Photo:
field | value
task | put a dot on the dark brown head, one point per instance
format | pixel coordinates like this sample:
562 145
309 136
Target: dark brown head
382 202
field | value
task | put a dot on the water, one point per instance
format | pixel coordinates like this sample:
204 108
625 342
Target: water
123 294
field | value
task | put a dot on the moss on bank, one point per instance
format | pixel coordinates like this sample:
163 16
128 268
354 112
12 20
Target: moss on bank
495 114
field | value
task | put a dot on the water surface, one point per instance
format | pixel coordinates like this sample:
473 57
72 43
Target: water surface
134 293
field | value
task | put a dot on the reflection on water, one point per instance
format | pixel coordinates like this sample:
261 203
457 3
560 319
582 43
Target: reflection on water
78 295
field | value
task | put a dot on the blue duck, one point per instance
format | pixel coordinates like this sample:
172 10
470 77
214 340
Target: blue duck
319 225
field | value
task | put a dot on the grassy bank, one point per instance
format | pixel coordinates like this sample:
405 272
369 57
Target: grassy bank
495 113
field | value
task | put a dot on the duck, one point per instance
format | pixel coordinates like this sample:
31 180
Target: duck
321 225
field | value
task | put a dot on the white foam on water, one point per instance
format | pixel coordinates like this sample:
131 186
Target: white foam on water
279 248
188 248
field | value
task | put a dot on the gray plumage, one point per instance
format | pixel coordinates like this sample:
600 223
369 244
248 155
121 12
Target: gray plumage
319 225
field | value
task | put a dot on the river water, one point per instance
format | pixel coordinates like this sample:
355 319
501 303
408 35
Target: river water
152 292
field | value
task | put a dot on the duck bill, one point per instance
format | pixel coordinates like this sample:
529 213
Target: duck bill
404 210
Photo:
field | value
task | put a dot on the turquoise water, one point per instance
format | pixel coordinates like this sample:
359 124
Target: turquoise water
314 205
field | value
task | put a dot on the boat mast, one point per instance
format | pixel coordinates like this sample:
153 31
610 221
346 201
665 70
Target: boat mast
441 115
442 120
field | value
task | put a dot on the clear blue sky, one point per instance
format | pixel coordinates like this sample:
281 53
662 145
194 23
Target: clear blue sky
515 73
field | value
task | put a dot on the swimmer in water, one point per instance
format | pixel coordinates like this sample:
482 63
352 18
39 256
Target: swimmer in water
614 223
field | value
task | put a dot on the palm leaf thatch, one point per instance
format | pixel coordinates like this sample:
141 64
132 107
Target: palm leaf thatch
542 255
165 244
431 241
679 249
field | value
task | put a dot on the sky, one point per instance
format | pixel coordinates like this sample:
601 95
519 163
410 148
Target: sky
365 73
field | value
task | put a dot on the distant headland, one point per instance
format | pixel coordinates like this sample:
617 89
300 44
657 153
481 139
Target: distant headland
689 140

# Your instructions:
Write out all of the records once more, exactly.

# Response below:
Photo:
field | value
task | put a dot on the dark brown head, one point per instance
format | pixel coordinates like this sample:
562 145
309 136
Target: dark brown head
382 202
field | value
task | put a dot on the water, one point per instance
format | pixel coordinates like this sample:
204 108
625 342
Target: water
123 294
field | value
task | put a dot on the moss on bank, one point per instance
format | pixel coordinates like this sample:
163 16
128 268
354 112
12 20
Target: moss on bank
495 114
field | value
task | put a dot on the water surface, one point per instance
format | pixel coordinates like this sample:
473 57
72 43
Target: water surface
134 293
field | value
task | put a dot on the reflection on water, one point per instance
format | pixel coordinates like this sample:
261 203
457 3
560 319
582 43
Target: reflection on water
78 295
field | value
task | put a dot on the blue duck, one point per instance
format | pixel coordinates like this sample:
172 10
470 77
214 340
Target: blue duck
319 225
field | value
task | put a dot on the grassy bank, one point per instance
format | pixel coordinates like this sample:
405 272
369 57
Target: grassy bank
495 113
field | value
task | put a dot on the duck, one point per instance
format | pixel coordinates like this sample:
31 180
Target: duck
321 225
field | value
task | put a dot on the white foam on water, one point per instance
format | pixel coordinates like this sample:
131 186
Target: white foam on water
279 248
188 248
field | value
task | put a dot on the gray plumage, one point per instance
format | pixel coordinates like this sample:
600 223
369 244
248 155
121 12
Target: gray plumage
319 225
field | value
task | put a dot on the river water, one point per instance
format | pixel coordinates like this sample:
355 319
501 303
408 35
Target: river water
152 292
field | value
task | put a dot on the duck bill, one point per instance
format | pixel coordinates like this sample:
529 213
Target: duck bill
404 210
Photo:
field | value
task | put a dot on the turquoise water, one point per instance
format | pixel coordinates like this sample:
359 124
Target: turquoise water
314 205
field | value
task | put a dot on the boat mast, one point per instance
format | pixel coordinates like this sample:
153 31
610 221
346 201
665 70
Target: boat mast
441 115
442 120
field | value
task | put a dot on the clear blue sky, one point per instance
format | pixel coordinates like this sample:
281 53
662 145
194 23
Target: clear blue sky
515 73
field | value
task | put a dot on the swimmer in water, one point per instance
format | pixel coordinates like this sample:
482 63
352 18
39 256
Target: swimmer in water
614 223
field | value
task | put a dot on the palm leaf thatch, one point per instance
format | pixel coordinates like this sample:
141 64
132 107
Target: palm leaf thatch
542 255
165 244
431 241
679 249
field | value
task | put a dot on the sky, one point per instance
format | pixel coordinates like this sample:
601 95
519 163
410 148
Target: sky
365 73
field | value
task | put a dot on the distant headland, one point per instance
format | pixel coordinates like this sample:
617 89
300 44
657 153
481 139
Target: distant headland
689 140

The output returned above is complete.